[Opening INPUT section]

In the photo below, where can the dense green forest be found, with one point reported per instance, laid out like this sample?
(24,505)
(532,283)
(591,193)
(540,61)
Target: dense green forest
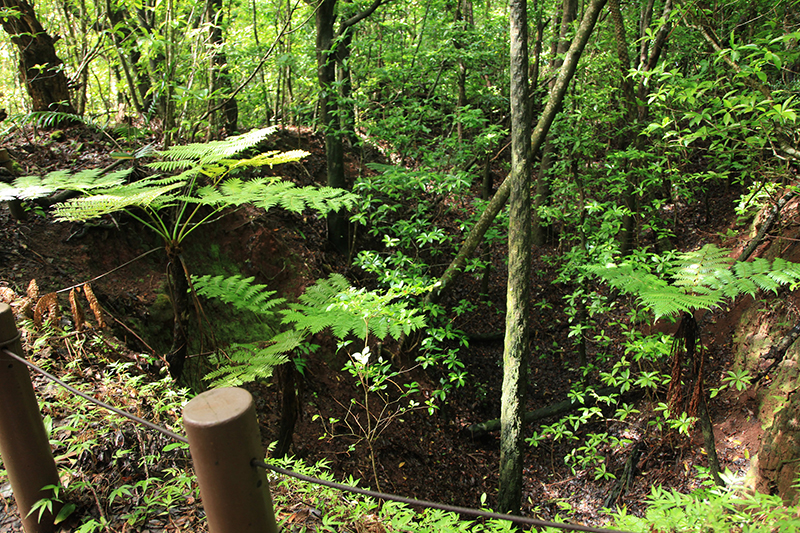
(524,226)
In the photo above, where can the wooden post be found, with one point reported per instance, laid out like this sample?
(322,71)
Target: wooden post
(14,206)
(224,439)
(24,445)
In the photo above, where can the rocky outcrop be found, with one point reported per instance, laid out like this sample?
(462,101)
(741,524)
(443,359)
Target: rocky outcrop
(779,454)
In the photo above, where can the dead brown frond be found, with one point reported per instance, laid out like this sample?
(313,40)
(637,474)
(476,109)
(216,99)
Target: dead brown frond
(47,306)
(94,305)
(78,317)
(686,384)
(33,290)
(7,295)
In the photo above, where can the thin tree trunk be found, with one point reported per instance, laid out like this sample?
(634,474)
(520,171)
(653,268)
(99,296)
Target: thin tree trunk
(539,133)
(569,11)
(180,308)
(39,66)
(517,347)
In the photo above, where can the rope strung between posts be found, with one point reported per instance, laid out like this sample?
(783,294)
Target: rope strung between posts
(95,401)
(256,463)
(433,505)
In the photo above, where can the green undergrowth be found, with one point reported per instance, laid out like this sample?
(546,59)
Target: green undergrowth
(118,476)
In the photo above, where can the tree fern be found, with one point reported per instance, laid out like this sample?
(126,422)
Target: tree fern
(240,292)
(30,187)
(330,303)
(702,279)
(147,193)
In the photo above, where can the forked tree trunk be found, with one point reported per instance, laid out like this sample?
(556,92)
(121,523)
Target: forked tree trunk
(516,347)
(500,198)
(41,71)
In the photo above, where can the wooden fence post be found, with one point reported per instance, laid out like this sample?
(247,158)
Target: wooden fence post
(224,439)
(24,445)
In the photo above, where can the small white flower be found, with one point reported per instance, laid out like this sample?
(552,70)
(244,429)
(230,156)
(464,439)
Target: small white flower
(363,357)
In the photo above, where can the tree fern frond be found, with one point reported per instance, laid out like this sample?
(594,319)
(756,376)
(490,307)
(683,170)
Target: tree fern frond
(144,193)
(696,267)
(214,151)
(29,187)
(249,362)
(703,279)
(240,292)
(49,119)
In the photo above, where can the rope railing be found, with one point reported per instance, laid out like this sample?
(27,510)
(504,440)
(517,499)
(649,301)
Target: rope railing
(463,511)
(104,405)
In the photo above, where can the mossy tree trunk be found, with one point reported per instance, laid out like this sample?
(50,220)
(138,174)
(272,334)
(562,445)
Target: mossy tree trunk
(538,135)
(516,348)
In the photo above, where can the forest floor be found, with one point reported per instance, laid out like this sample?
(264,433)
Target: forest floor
(426,457)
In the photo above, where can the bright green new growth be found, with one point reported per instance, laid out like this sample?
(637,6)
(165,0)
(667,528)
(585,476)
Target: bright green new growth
(703,279)
(213,161)
(329,303)
(29,187)
(334,303)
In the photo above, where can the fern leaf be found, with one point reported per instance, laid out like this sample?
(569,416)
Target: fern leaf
(240,292)
(249,362)
(154,193)
(29,187)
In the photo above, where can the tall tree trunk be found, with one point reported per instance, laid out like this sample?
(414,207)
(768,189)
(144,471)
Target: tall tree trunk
(39,67)
(176,358)
(135,74)
(338,226)
(516,347)
(569,12)
(327,53)
(219,77)
(500,198)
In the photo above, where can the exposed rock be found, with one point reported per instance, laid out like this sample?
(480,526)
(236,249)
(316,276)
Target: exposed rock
(779,453)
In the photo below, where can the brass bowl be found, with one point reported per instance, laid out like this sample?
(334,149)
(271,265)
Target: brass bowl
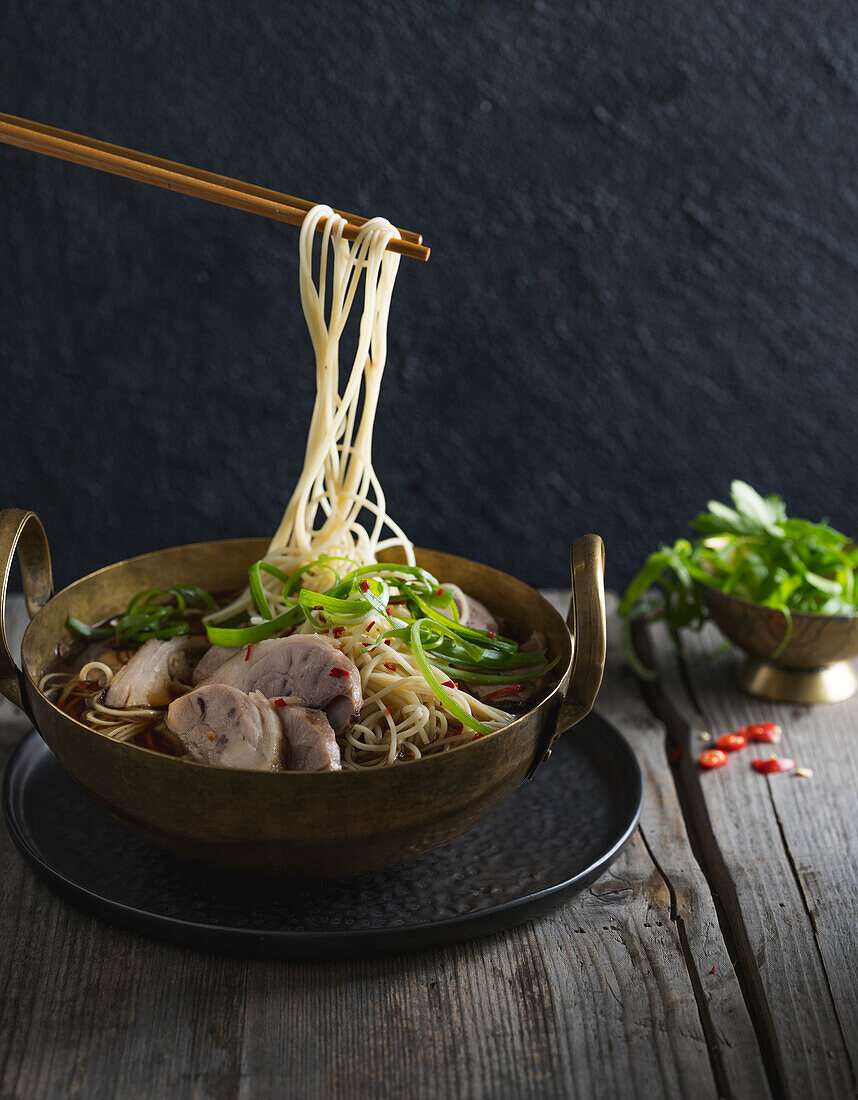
(813,666)
(295,823)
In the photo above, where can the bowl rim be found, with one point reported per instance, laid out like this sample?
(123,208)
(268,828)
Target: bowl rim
(545,703)
(776,611)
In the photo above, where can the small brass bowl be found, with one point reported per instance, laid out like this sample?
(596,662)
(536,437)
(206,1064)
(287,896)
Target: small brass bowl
(813,666)
(287,823)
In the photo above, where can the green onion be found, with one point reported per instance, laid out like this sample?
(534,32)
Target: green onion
(464,631)
(752,550)
(257,593)
(85,630)
(435,683)
(243,636)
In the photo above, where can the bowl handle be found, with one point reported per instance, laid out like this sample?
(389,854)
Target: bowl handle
(586,624)
(24,528)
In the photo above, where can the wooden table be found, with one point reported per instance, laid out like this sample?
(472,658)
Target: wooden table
(717,957)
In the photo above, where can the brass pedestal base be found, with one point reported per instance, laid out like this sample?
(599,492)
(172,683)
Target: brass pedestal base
(829,684)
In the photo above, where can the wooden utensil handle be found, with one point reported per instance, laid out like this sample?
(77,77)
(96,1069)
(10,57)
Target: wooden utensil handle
(24,528)
(587,625)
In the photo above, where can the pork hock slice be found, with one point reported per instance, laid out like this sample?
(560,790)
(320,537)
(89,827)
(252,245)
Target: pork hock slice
(223,726)
(146,678)
(305,667)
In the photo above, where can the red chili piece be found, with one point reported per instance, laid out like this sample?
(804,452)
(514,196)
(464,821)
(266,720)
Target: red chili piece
(732,743)
(773,765)
(712,758)
(762,732)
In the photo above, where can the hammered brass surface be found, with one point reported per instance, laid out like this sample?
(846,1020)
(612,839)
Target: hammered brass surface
(813,666)
(299,823)
(829,684)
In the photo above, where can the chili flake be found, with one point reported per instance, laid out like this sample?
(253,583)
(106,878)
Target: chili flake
(712,758)
(762,732)
(773,765)
(732,743)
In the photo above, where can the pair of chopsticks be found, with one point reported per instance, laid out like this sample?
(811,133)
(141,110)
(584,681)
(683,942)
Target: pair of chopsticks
(182,178)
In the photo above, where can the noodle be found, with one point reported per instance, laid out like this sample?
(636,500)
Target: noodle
(400,718)
(337,520)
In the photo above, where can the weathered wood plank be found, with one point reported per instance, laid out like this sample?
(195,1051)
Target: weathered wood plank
(735,1051)
(780,853)
(592,1000)
(595,999)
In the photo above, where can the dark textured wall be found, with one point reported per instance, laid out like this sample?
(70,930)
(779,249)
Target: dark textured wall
(644,220)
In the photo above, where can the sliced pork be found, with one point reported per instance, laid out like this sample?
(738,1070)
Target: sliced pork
(474,614)
(305,667)
(309,743)
(223,726)
(146,678)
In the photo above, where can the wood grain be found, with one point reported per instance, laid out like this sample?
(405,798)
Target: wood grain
(780,854)
(609,996)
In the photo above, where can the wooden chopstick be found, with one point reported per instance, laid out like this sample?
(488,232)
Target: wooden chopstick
(180,177)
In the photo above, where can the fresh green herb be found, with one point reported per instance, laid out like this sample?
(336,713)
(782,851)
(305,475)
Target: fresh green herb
(751,550)
(154,613)
(418,619)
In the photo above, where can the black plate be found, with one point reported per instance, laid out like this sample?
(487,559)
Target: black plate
(554,836)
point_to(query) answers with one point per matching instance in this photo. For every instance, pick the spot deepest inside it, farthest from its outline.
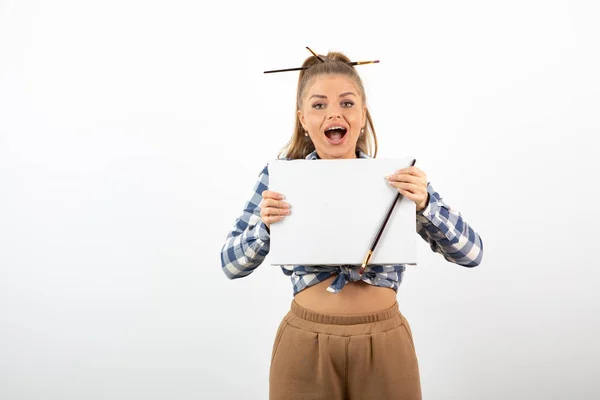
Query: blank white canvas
(337, 209)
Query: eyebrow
(320, 96)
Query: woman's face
(333, 113)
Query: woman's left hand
(411, 182)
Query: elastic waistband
(344, 319)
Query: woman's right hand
(272, 208)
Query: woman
(344, 336)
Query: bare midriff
(356, 297)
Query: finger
(408, 195)
(405, 178)
(411, 187)
(414, 171)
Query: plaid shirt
(439, 225)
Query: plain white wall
(131, 134)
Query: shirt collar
(315, 156)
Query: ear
(301, 118)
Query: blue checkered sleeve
(447, 233)
(248, 243)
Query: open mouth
(335, 134)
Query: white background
(131, 134)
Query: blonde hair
(335, 63)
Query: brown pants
(344, 357)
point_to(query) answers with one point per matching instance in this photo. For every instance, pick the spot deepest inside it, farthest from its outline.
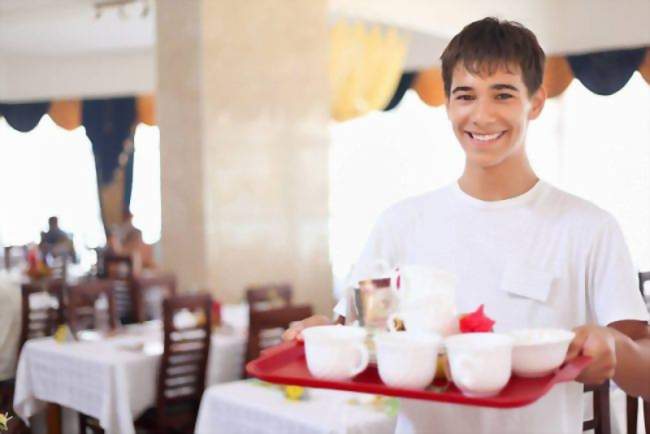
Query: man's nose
(483, 114)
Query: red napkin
(475, 322)
(216, 312)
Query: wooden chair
(11, 258)
(269, 296)
(266, 326)
(82, 311)
(601, 423)
(144, 284)
(632, 402)
(182, 373)
(41, 321)
(119, 269)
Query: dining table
(113, 377)
(255, 407)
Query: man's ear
(537, 102)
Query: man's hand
(599, 343)
(294, 332)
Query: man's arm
(632, 357)
(620, 351)
(294, 332)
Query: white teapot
(426, 300)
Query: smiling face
(490, 113)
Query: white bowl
(407, 359)
(539, 352)
(335, 352)
(480, 363)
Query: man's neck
(508, 179)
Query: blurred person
(55, 242)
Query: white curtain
(50, 171)
(47, 172)
(595, 147)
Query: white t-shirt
(542, 259)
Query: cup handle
(391, 322)
(364, 358)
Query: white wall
(86, 75)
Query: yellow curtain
(365, 68)
(145, 107)
(644, 68)
(66, 114)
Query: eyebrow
(501, 86)
(498, 86)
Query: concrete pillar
(243, 101)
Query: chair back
(83, 312)
(600, 423)
(41, 319)
(269, 296)
(119, 269)
(265, 327)
(181, 378)
(149, 290)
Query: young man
(534, 255)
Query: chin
(484, 161)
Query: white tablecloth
(244, 407)
(107, 380)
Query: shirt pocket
(524, 298)
(528, 282)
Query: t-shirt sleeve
(612, 281)
(378, 257)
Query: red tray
(286, 364)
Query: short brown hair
(491, 43)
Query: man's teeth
(485, 137)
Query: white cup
(407, 359)
(539, 352)
(480, 363)
(335, 352)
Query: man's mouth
(485, 138)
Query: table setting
(112, 376)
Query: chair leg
(82, 424)
(601, 408)
(631, 409)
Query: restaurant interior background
(258, 141)
(360, 158)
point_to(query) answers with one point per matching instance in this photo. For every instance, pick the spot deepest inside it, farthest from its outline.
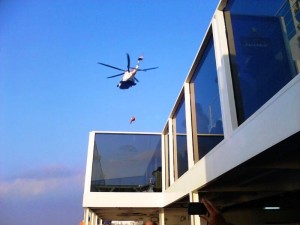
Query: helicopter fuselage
(127, 80)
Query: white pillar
(161, 216)
(171, 151)
(188, 119)
(195, 219)
(228, 108)
(86, 216)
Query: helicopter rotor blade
(128, 62)
(147, 69)
(103, 64)
(115, 75)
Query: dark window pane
(207, 101)
(206, 143)
(264, 50)
(126, 163)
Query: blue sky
(53, 92)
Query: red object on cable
(132, 119)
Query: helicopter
(128, 79)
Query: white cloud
(30, 186)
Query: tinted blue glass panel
(126, 163)
(207, 102)
(182, 162)
(264, 50)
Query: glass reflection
(264, 46)
(126, 163)
(167, 158)
(181, 140)
(207, 114)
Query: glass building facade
(264, 42)
(126, 163)
(207, 111)
(238, 104)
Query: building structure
(232, 136)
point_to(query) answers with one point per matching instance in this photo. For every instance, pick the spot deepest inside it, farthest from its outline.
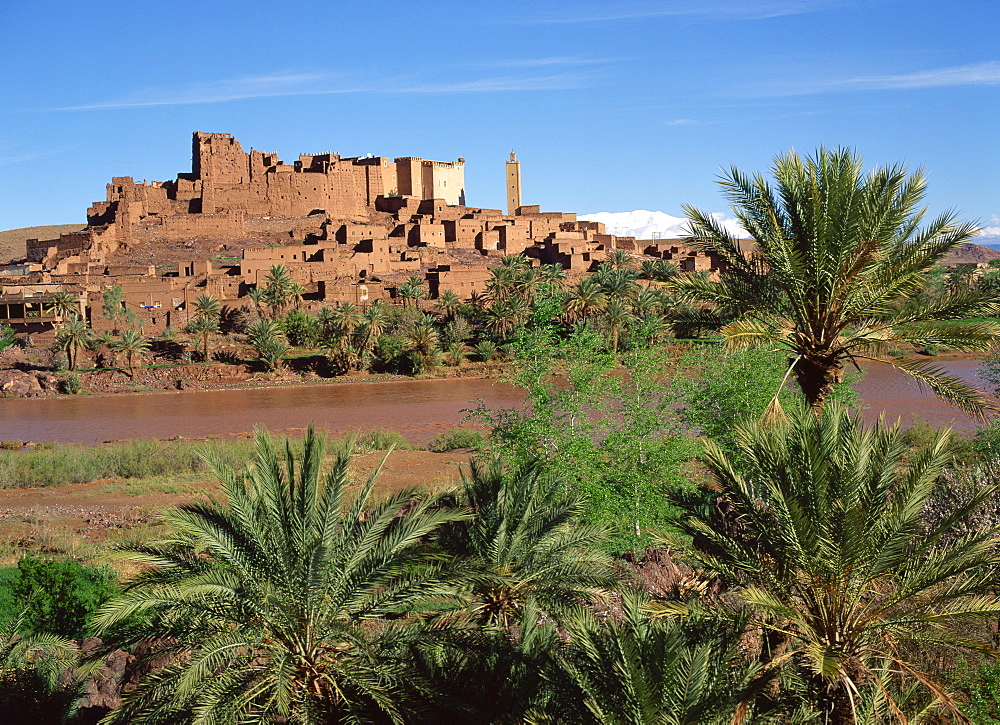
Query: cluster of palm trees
(294, 600)
(823, 577)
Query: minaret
(513, 184)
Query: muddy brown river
(419, 409)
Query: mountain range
(643, 224)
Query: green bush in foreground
(61, 464)
(457, 438)
(58, 597)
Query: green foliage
(639, 670)
(824, 514)
(613, 437)
(36, 684)
(839, 264)
(72, 384)
(113, 305)
(526, 545)
(720, 388)
(61, 464)
(268, 342)
(380, 439)
(485, 350)
(458, 438)
(981, 688)
(7, 336)
(59, 596)
(301, 328)
(266, 603)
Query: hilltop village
(348, 229)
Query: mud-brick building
(345, 228)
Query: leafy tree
(130, 344)
(584, 299)
(7, 336)
(113, 304)
(525, 545)
(32, 673)
(72, 337)
(61, 595)
(266, 599)
(449, 304)
(616, 315)
(300, 328)
(279, 289)
(205, 327)
(64, 304)
(824, 536)
(267, 340)
(839, 262)
(645, 671)
(614, 438)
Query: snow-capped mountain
(643, 224)
(989, 235)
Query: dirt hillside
(12, 240)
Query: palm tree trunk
(817, 379)
(835, 704)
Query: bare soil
(12, 241)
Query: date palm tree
(616, 314)
(448, 303)
(835, 275)
(64, 304)
(527, 543)
(825, 543)
(265, 601)
(279, 289)
(584, 299)
(267, 340)
(206, 321)
(130, 344)
(638, 670)
(205, 327)
(74, 335)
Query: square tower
(513, 184)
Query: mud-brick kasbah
(346, 228)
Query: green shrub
(71, 384)
(60, 596)
(458, 438)
(60, 362)
(380, 440)
(59, 464)
(486, 350)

[Closing INPUT section]

-- TASK DESCRIPTION --
Copy out all lines from the records where the word "below" appears.

-- EXERCISE SOLUTION --
In the photo below, where can the dense green forest be found, with one point reported per instance, laid out like this sample?
In the photo below, where can the brass bowl be found, with one point reported per instance, laid out like this sample?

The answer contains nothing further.